→ Exercise prompt: Can you swap "city skyline" for "downtown skyline" throughout the data below and leave everything else unchanged?

[Extracted records]

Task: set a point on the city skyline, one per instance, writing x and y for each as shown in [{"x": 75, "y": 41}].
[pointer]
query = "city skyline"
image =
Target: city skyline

→ Output:
Task: set a point on the downtown skyline, one per instance, writing x and y for each as shown in [{"x": 75, "y": 41}].
[pointer]
query = "downtown skyline"
image =
Target: downtown skyline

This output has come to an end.